▽
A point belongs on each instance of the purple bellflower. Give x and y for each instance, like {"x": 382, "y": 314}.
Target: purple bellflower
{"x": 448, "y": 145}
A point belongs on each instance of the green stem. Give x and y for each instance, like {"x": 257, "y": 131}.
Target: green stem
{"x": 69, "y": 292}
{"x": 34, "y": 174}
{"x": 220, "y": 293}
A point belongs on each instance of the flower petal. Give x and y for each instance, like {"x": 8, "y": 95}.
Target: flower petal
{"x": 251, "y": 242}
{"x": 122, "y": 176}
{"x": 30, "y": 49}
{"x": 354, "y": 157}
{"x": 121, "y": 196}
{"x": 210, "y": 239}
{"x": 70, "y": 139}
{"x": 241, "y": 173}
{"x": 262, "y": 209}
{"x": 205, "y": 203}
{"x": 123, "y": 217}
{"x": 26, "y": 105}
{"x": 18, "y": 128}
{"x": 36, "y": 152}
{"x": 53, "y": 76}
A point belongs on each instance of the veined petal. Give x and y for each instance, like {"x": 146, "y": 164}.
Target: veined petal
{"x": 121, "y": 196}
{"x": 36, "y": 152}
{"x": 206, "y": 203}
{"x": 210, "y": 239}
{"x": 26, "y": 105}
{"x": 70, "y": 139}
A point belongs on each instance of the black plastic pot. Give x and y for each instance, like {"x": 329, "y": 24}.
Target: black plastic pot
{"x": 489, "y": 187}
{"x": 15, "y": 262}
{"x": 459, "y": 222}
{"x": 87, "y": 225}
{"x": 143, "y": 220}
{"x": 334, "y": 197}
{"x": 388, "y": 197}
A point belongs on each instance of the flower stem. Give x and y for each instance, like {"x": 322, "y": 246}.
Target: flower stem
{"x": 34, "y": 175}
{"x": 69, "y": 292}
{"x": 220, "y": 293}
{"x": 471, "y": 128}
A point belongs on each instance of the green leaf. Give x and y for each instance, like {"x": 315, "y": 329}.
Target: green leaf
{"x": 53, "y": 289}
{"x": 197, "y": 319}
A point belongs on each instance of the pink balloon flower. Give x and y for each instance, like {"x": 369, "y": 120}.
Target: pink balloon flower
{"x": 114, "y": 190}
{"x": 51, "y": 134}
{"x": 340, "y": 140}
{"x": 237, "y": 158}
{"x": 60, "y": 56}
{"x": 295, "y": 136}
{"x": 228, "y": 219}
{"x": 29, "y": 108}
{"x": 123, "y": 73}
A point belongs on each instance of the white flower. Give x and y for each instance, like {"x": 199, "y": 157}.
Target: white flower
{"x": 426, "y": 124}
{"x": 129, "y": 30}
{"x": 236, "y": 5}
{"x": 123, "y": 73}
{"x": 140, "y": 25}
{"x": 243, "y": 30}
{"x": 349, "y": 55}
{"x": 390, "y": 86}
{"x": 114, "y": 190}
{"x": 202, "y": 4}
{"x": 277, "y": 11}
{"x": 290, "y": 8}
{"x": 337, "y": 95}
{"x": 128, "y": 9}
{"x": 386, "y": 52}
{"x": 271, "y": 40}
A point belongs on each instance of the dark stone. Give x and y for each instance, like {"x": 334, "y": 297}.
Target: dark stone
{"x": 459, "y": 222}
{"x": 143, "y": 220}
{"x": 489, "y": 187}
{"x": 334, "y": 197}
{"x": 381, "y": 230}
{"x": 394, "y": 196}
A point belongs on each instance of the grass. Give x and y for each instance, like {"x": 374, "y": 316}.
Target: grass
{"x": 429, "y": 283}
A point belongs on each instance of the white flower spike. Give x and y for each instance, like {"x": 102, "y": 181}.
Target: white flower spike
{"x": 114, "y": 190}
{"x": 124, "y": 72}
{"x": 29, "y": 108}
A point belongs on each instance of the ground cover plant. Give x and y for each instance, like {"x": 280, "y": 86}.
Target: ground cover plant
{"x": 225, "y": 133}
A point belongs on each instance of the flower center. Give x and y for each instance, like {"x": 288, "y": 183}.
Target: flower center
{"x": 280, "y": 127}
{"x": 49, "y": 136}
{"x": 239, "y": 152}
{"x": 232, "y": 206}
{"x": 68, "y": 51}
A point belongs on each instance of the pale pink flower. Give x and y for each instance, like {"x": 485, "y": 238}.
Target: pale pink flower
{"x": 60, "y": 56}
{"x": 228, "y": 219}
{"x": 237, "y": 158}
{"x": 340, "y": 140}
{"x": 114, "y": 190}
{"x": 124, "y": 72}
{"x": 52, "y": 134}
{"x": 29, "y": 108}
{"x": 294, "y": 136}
△
### Goal
Copy every one of the records above word for word, with each line unchanged and in its original order.

### Written solution
A point belongs on each instance of the purple bellflower. Give x and y for each instance, like {"x": 382, "y": 314}.
Target: purple bellflower
{"x": 448, "y": 145}
A point belongs on each instance of the green stem. Give x and y for each instance, like {"x": 257, "y": 131}.
Target: green stem
{"x": 69, "y": 292}
{"x": 34, "y": 174}
{"x": 220, "y": 293}
A point belongs on each instance of the flower petal. Give x and y for each instance, like {"x": 8, "y": 95}.
Target: flower petal
{"x": 251, "y": 242}
{"x": 122, "y": 176}
{"x": 30, "y": 49}
{"x": 354, "y": 157}
{"x": 121, "y": 196}
{"x": 210, "y": 239}
{"x": 70, "y": 139}
{"x": 241, "y": 173}
{"x": 262, "y": 209}
{"x": 205, "y": 203}
{"x": 123, "y": 217}
{"x": 26, "y": 105}
{"x": 18, "y": 128}
{"x": 36, "y": 152}
{"x": 53, "y": 76}
A point belongs on each instance of the veined petal. Give x and y for each instance, like {"x": 146, "y": 164}.
Target: veined petal
{"x": 121, "y": 196}
{"x": 36, "y": 152}
{"x": 206, "y": 203}
{"x": 210, "y": 239}
{"x": 26, "y": 105}
{"x": 70, "y": 139}
A point belongs on each instance of the black plastic pot. Give x and y for each instance, like {"x": 329, "y": 24}.
Target: black plastic pot
{"x": 489, "y": 187}
{"x": 15, "y": 262}
{"x": 459, "y": 222}
{"x": 87, "y": 225}
{"x": 143, "y": 220}
{"x": 334, "y": 197}
{"x": 388, "y": 197}
A point belongs on each instance of the flower stem. Give x and y for each instance, like {"x": 322, "y": 246}.
Target: flower stem
{"x": 34, "y": 175}
{"x": 69, "y": 292}
{"x": 220, "y": 293}
{"x": 471, "y": 128}
A point belongs on each instance of the green leaf. Give x and y for each instance, like {"x": 315, "y": 329}.
Target: green leaf
{"x": 53, "y": 289}
{"x": 197, "y": 319}
A point belongs on each instance of the pink balloon flower. Give x and y for each instance, like {"x": 369, "y": 120}.
Target: pink balloon flower
{"x": 114, "y": 190}
{"x": 51, "y": 134}
{"x": 340, "y": 140}
{"x": 237, "y": 158}
{"x": 60, "y": 56}
{"x": 295, "y": 136}
{"x": 228, "y": 219}
{"x": 29, "y": 108}
{"x": 123, "y": 73}
A point belongs on each instance of the white flower. Give x and y for each instance, like {"x": 199, "y": 157}.
Target: white flower
{"x": 426, "y": 124}
{"x": 129, "y": 30}
{"x": 236, "y": 5}
{"x": 123, "y": 73}
{"x": 140, "y": 25}
{"x": 243, "y": 30}
{"x": 349, "y": 55}
{"x": 390, "y": 86}
{"x": 114, "y": 190}
{"x": 202, "y": 4}
{"x": 277, "y": 11}
{"x": 290, "y": 8}
{"x": 337, "y": 95}
{"x": 128, "y": 9}
{"x": 386, "y": 52}
{"x": 271, "y": 40}
A point belongs on each instance of the dark stone. Give x and y for each instance, like {"x": 334, "y": 297}.
Target: dark stone
{"x": 459, "y": 222}
{"x": 143, "y": 220}
{"x": 489, "y": 187}
{"x": 334, "y": 197}
{"x": 381, "y": 230}
{"x": 394, "y": 196}
A point belongs on each instance of the grass. Give x and y for each instance, like {"x": 374, "y": 316}.
Target: grass
{"x": 429, "y": 283}
A point belongs on each instance of the white flower spike. Give x and y for each instance, like {"x": 102, "y": 181}.
Target: white flower spike
{"x": 114, "y": 190}
{"x": 124, "y": 72}
{"x": 29, "y": 108}
A point belongs on each instance of the ground cover plant. Give x and y for each instance, like {"x": 280, "y": 86}.
Target: ground cover plant
{"x": 225, "y": 133}
A point belongs on each instance of the flower center. Give x and y for each instance, like {"x": 288, "y": 183}.
Target: flower center
{"x": 280, "y": 127}
{"x": 49, "y": 136}
{"x": 239, "y": 152}
{"x": 232, "y": 206}
{"x": 68, "y": 51}
A point belongs on each instance of the pale pink flower. Give x and y for each instance, like {"x": 485, "y": 238}.
Target: pale pink flower
{"x": 60, "y": 56}
{"x": 228, "y": 219}
{"x": 237, "y": 158}
{"x": 340, "y": 140}
{"x": 114, "y": 190}
{"x": 124, "y": 72}
{"x": 52, "y": 134}
{"x": 29, "y": 108}
{"x": 294, "y": 136}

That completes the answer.